### Task to complete
Every entry must be given again exactly.

** start of Records provided **

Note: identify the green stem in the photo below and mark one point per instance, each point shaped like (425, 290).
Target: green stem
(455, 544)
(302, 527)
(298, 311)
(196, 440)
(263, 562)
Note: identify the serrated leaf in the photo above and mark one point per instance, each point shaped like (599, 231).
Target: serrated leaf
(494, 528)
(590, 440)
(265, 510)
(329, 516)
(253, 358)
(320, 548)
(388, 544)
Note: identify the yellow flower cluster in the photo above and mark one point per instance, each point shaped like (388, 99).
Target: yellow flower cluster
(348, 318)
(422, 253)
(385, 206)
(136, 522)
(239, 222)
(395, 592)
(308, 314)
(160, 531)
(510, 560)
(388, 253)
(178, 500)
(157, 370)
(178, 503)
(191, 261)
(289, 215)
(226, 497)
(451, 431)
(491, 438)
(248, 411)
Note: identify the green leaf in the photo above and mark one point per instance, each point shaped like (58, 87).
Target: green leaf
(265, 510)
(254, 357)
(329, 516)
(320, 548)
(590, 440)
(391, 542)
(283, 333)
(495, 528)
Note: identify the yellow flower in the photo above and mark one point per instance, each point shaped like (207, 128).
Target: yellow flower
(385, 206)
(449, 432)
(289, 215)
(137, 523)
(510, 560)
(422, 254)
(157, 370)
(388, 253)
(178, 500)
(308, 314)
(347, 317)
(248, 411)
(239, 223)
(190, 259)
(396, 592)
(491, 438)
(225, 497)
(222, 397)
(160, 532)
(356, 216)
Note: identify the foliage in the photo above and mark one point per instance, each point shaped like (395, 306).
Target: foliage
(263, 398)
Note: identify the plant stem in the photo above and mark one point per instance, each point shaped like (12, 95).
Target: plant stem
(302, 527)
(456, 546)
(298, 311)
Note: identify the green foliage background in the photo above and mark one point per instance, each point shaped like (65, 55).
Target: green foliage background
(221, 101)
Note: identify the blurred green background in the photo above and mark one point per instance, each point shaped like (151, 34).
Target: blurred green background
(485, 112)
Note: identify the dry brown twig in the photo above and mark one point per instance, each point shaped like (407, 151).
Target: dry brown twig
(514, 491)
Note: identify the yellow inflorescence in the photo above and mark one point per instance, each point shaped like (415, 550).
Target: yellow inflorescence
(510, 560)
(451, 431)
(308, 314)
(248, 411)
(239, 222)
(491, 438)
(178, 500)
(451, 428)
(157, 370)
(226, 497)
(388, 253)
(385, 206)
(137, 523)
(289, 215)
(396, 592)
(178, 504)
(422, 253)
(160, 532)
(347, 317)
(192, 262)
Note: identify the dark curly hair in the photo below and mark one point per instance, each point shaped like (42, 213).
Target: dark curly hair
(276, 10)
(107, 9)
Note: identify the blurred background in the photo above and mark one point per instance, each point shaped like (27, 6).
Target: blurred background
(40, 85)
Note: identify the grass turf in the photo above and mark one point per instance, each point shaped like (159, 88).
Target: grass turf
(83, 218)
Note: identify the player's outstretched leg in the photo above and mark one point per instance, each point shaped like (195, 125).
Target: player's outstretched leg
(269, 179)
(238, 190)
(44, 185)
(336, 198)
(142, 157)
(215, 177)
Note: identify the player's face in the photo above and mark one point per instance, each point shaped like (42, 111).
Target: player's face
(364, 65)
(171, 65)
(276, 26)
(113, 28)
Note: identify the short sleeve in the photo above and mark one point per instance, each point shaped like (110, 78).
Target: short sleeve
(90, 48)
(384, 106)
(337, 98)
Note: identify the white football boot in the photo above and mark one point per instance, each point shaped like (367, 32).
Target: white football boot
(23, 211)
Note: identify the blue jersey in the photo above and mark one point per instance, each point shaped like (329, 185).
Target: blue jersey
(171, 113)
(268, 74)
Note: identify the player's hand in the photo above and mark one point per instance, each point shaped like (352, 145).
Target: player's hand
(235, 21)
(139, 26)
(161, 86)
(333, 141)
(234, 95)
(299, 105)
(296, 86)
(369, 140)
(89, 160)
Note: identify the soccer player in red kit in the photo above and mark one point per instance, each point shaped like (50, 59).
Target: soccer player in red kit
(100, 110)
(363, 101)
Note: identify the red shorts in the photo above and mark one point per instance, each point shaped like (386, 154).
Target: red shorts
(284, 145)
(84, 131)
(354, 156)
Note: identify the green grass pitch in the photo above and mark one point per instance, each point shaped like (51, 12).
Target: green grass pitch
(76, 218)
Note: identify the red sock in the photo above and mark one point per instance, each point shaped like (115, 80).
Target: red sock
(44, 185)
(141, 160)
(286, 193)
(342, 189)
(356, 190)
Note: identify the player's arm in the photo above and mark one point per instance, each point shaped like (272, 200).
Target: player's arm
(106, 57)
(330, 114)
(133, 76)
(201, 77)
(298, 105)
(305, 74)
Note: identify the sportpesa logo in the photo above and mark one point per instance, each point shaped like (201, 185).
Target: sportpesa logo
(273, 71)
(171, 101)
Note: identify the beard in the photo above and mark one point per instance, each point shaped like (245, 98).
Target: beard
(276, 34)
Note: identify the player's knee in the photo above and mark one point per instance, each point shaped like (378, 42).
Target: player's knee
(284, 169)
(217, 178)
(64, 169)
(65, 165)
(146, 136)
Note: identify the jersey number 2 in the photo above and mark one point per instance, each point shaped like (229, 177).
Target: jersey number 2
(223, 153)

** end of Records provided **

### Task output
Note: identify the green stem in the photo below and mark one point per instance, each point shaped like (425, 290).
Target: green stem
(455, 544)
(302, 527)
(298, 311)
(196, 440)
(263, 562)
Note: identify the serrated leaf in the photo above and mark one point per instance, each point shaped like (599, 231).
Target: serrated leaf
(494, 528)
(590, 440)
(265, 510)
(329, 516)
(253, 358)
(320, 548)
(388, 544)
Note: identify the yellow flower cluster in the photo above and mark one point per instance, each point shaped like (388, 99).
Target: yellow flower cluster
(348, 318)
(422, 253)
(385, 206)
(136, 522)
(239, 222)
(395, 592)
(308, 314)
(160, 531)
(510, 560)
(388, 253)
(178, 500)
(157, 370)
(178, 503)
(191, 261)
(289, 215)
(226, 497)
(451, 431)
(491, 438)
(248, 411)
Note: identify the green leaf in the photo above and mark one point per instance, each point shaped like (58, 87).
Target: green leaf
(265, 510)
(254, 357)
(329, 516)
(320, 548)
(590, 440)
(391, 542)
(283, 333)
(495, 528)
Note: identify the yellow flower in the photo above and mark one point per instance, each point shaped like (207, 128).
Target: yellow flower
(385, 206)
(449, 432)
(289, 215)
(137, 523)
(510, 560)
(422, 254)
(157, 370)
(388, 253)
(178, 500)
(308, 314)
(347, 317)
(248, 411)
(239, 223)
(190, 259)
(396, 592)
(491, 438)
(225, 497)
(222, 397)
(160, 532)
(356, 216)
Note: identify the foliage in the photo above and mark one point per instance, each point shaped like (395, 306).
Target: foliage
(263, 398)
Note: identify the plant stem in the photo above and mark one point per instance, each point shaped like (12, 95).
Target: plant stem
(302, 527)
(456, 546)
(298, 311)
Note: identify the green foliage background in the photo above and mark one point per instance, each point shaped like (65, 55).
Target: green foliage background
(221, 101)
Note: identify the blurred green background in the photo above and mark one point per instance, each point shaped like (151, 34).
Target: blurred green background
(485, 112)
Note: identify the dry brown twig in the photo above and mark one point per instance, each point shaped like (407, 151).
Target: dry brown twig
(514, 491)
Note: identify the yellow inflorescence in the photo above and mark one point per instance, each point shaped like (415, 550).
Target: yellow inflorescence
(510, 560)
(451, 431)
(308, 314)
(248, 411)
(239, 222)
(491, 438)
(178, 500)
(451, 428)
(157, 370)
(226, 497)
(388, 253)
(385, 206)
(137, 523)
(289, 215)
(396, 592)
(178, 504)
(422, 253)
(160, 532)
(347, 317)
(192, 262)
Note: identify the dark curly hair in the photo below and mark one point per instance, each point shaped like (42, 213).
Target: dark curly hair
(276, 10)
(107, 9)
Note: identify the blurred background in the photo above and mark one point per instance, each point shaped like (27, 6).
Target: blurred background
(40, 85)
Note: identify the grass turf in the photo above and mark one point per instance, each point shaped like (159, 88).
Target: grass turf
(83, 218)
Note: identify the player's outstretched leg in the photo above and mark one point per instance, each point shaped like (195, 125).
Target: player's outstretched leg
(269, 179)
(238, 190)
(44, 185)
(336, 198)
(142, 157)
(215, 177)
Note: identify the player's face in the photo above and mark one point per instance, each point shaped like (42, 111).
Target: player's face
(364, 65)
(171, 65)
(276, 26)
(113, 28)
Note: identify the short sleeve in the photo above and mark one point per instance, each point shaped like (110, 78).
Target: short sleeve
(90, 48)
(384, 106)
(337, 98)
Note: identify the white football boot in the photo above and mark one point per instance, each point shaped like (367, 32).
Target: white football boot
(23, 211)
Note: identify the blue jersey in the photo above and mark one point per instance, each point shaped like (329, 185).
Target: blue jersey
(171, 113)
(268, 74)
Note: identify the player's hand in the photo above and mark one point per instance, each point shaped like (352, 145).
Target: player's hand
(235, 21)
(139, 26)
(161, 86)
(333, 141)
(234, 95)
(299, 105)
(296, 86)
(369, 140)
(89, 160)
Note: identify the soccer player in red kit in the photo above and mark one point per instance, each point shaped like (50, 59).
Target: soccer player in red kit
(100, 110)
(363, 101)
Note: identify the red shorts in the photo above and mark one point per instance, each point shaped like (386, 154).
Target: red shorts
(284, 145)
(84, 131)
(354, 156)
Note: identify the green grass pitch in the photo above and mark one point per instance, each point shaped like (51, 12).
Target: green grass pitch
(76, 218)
Note: identify the red sock in the photo above and mark one point per instance, each point shaped like (115, 80).
Target: red sock
(44, 185)
(141, 160)
(286, 193)
(342, 189)
(356, 190)
Note: identify the player's arm in the photo above and mark one point per instance, each point shaped like (272, 200).
Target: player's arm
(106, 57)
(330, 114)
(133, 76)
(201, 77)
(298, 105)
(305, 74)
Note: identify the sportpesa logo in the photo above and mark one point per instance, each point shaped like (201, 185).
Target: sportpesa logo
(273, 71)
(171, 101)
Note: identify the beard in the photo above and mark one point per instance, each point shaped like (245, 98).
Target: beard
(276, 34)
Note: identify the player's knee in the photo above and mark one point per instance, each point shaped like (378, 42).
Target: player's knee
(284, 169)
(217, 178)
(64, 169)
(65, 165)
(146, 136)
Note: identify the jersey number 2 in the photo above and mark one point per instance, each point shaped like (229, 177).
Target: jersey number 2
(223, 153)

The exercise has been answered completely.